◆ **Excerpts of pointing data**
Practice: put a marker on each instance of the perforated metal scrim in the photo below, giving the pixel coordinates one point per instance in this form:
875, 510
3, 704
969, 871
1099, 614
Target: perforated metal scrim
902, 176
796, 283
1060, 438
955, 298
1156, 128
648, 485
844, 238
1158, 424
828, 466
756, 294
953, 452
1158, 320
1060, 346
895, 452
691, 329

◆ **TO DO**
Set down all of the rows above again, word for word and without any changes.

◆ **RESULT BELOW**
Practice: put a marker on each instance of the perforated metal scrim in the photo below, giving the pixel coordinates one point per instance in this form:
875, 510
3, 704
969, 871
1099, 614
Target: perforated metal scrim
902, 176
796, 283
1060, 438
955, 298
1156, 128
648, 485
844, 238
1158, 424
828, 466
756, 294
953, 452
1158, 320
1060, 346
895, 452
691, 329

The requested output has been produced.